### Task requirements
Extract every line of the records below word for word, leaving out the pictures.

Rows from a dataset:
+---+
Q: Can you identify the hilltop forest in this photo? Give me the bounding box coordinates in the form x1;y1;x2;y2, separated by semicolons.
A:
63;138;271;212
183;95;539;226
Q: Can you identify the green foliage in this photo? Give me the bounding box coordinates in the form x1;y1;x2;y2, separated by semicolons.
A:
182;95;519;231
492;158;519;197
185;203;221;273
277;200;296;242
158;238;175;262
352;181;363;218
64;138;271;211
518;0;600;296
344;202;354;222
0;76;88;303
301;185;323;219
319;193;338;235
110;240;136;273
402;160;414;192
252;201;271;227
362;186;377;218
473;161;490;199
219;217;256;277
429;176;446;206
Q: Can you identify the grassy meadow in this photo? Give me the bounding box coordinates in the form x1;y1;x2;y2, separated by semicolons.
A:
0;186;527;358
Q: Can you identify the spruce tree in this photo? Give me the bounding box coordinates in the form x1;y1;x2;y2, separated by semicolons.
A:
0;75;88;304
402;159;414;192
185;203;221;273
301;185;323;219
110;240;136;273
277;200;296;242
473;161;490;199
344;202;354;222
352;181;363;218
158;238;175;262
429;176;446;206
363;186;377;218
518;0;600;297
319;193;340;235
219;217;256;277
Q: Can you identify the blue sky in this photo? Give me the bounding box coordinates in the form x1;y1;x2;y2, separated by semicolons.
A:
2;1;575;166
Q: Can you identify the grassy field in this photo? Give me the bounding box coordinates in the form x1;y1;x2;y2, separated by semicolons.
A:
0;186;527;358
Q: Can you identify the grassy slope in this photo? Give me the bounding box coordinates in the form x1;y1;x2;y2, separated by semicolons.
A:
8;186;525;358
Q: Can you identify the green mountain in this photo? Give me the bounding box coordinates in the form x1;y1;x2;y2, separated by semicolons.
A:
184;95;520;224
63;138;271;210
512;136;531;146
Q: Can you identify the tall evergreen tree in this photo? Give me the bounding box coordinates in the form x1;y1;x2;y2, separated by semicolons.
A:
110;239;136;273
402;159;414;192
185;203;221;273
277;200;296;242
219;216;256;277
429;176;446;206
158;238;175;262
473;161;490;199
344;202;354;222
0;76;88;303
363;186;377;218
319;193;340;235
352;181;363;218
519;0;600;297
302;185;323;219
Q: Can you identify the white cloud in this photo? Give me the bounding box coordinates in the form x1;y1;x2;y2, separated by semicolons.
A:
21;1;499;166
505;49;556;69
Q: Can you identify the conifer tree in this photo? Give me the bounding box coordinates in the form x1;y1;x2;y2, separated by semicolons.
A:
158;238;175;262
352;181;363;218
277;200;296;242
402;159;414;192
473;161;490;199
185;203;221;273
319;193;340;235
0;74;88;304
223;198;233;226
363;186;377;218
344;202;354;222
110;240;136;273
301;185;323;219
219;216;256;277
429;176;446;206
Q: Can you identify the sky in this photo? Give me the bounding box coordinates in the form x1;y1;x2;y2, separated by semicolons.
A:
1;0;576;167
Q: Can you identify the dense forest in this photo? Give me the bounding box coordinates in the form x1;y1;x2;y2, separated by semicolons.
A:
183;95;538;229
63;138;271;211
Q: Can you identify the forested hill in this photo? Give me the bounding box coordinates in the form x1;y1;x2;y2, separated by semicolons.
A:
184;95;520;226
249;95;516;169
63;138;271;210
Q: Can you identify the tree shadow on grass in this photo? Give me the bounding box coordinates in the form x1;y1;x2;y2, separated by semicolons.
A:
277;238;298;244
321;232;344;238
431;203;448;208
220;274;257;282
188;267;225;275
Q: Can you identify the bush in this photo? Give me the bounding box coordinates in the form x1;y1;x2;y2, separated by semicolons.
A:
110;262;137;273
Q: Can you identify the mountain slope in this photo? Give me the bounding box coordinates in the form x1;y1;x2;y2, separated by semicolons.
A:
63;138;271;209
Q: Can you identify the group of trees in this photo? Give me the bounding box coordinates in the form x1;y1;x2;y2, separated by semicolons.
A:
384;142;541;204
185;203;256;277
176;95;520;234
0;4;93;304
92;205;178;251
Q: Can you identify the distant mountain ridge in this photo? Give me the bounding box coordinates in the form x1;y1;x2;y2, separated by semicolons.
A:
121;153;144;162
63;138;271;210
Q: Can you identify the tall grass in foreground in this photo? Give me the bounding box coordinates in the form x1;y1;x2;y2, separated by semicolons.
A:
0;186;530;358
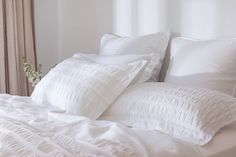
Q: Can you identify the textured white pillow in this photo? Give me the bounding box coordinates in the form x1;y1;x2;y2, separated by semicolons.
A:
31;58;146;119
73;53;161;83
99;83;236;145
165;38;236;95
99;32;170;81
+---+
### Output
Q: Can you identify the hilltop forest in this photo? Give me the bounding box coordinates in the form x1;y1;x2;y2, separated by semicolons.
A:
63;138;271;212
183;95;539;226
Q: Can you identify the green foliage in this photo? Give me the bounding box coordinates in the form x1;y1;x2;y2, separated by semicolons.
A:
182;95;519;231
492;158;519;197
185;203;221;273
277;200;296;242
158;238;175;262
352;181;363;218
64;138;271;211
518;0;600;296
344;202;354;222
0;76;88;303
301;185;323;219
319;193;338;235
110;240;136;273
402;160;414;192
252;201;271;227
362;186;377;218
473;161;490;199
219;217;256;277
429;176;446;206
Q: Can you identify the grassy meadow in this photo? Give me the bounding box coordinates in the form x1;y1;x2;y2, separated by semicolons.
A:
0;186;527;358
Q: Can you identify the spruce tree in this photo? Give me the bounding box coordinates in the form x1;y1;x2;y2, separated by semicolons.
A:
0;75;88;304
402;159;414;192
185;203;221;273
301;185;323;219
110;240;136;273
277;200;296;242
473;161;490;199
344;202;354;222
352;181;363;218
158;238;175;262
429;176;446;206
363;186;377;218
518;0;600;297
319;193;340;235
219;217;256;277
Q: Can you identify the blue sky in this photo? Give me the bounding box coordinates in the form x1;y1;x2;y2, separated by semicolons.
A:
2;1;575;166
Q: Can you identify the grassy field in this photo? Give me the bounding box coordinates in the form x1;y1;x2;y2, separated by semicolons.
A:
0;186;527;358
Q: Can you identify the grassy slope in this photo? Give me the bounding box coordinates in the form x1;y1;x2;y2, separated by semicolons.
A:
8;186;525;358
Q: Can you identify the green mountain in this photo? Give me the bounding box coordinates in the form x1;y1;x2;y2, separated by semicolons.
A:
184;95;520;224
63;138;271;210
512;136;531;146
Q: Can you identify the tall evergreen tree in this photo? Give me the bounding box coordinates in the form x1;y1;x2;y2, separated by semicolons.
A:
110;239;136;273
402;159;414;192
185;203;221;273
277;200;296;242
219;216;256;277
429;176;446;206
158;238;175;262
473;161;490;199
344;202;354;222
0;76;88;303
363;186;377;218
319;193;340;235
352;181;363;218
519;0;600;297
302;185;323;219
Q: Can you identify the white cloud in this photo? Give me the bounding box coordinates in the form x1;y1;x2;y2, separated by semicolons.
A:
21;1;499;166
505;49;556;69
Q: Can you identify the conifer tree in this photo? Give me the bounding box coordinates in the form x1;y1;x2;y2, separated by semicolons.
A:
158;238;175;262
352;181;363;218
277;200;296;242
402;159;414;192
473;161;490;199
185;203;221;273
319;193;340;235
0;74;88;304
223;198;233;226
363;186;377;218
344;202;354;222
110;240;136;273
301;185;323;219
219;216;256;277
429;176;446;206
Q: Can you identify the sky in this photo? Give me the bounding box coordinates in the form x1;y1;x2;y2, separated by semicolons.
A:
1;0;576;167
Q: Can you identify the dense forest in this photo? Give me the bounding box coordinates in the form x1;y1;x2;y2, separated by semicolons.
A:
183;95;538;229
63;138;271;211
Q: Can you identify the forested hill in this photo? Give me the bounding box coordinates in the form x1;y1;x2;y2, separated by semicolons.
A:
184;95;520;226
249;95;516;169
63;138;271;210
Q: Can you identify the tree shadow on grass in this photo? Give me the bounding box coordinates in the form x1;y1;x2;y2, separated by semicolons.
A:
277;238;298;244
321;232;344;238
431;203;448;208
220;274;257;282
188;267;225;275
Q: Can you identify the bush in this photo? Give me the bounding box coordinates in the form x1;y1;x2;y2, separated by semicolons.
A:
110;262;137;273
Q: Can you identify the mountain slope in this photo? Give me the bounding box coordinates in the form x1;y1;x2;y2, separated by semicolons.
A:
63;138;271;209
Q: Can you identify the group of trees in this photo? Give me the bounding box coordinates in the form x1;y1;x2;y2, separated by semicolons.
A:
384;142;541;204
185;203;256;277
176;95;520;234
0;4;93;304
92;205;178;251
Q: Can you identify the distant mountain ridge in this photo? Give me the bounding box coordinates in the form x1;y1;x2;y2, separated by semicolons.
A:
121;153;144;162
63;138;271;210
Q: Can you identify the tall grass in foreground in this photo? Give me the bounding box coordinates in the form x1;y1;x2;y2, separated by semicolons.
A:
0;186;530;358
Q: Can you identify the textured white pillow in this photo? Give me the bounding box coordinates in the form x1;y1;x2;y2, separated by semicolons.
A:
31;58;146;119
73;53;161;83
99;83;236;145
165;38;236;95
99;32;170;81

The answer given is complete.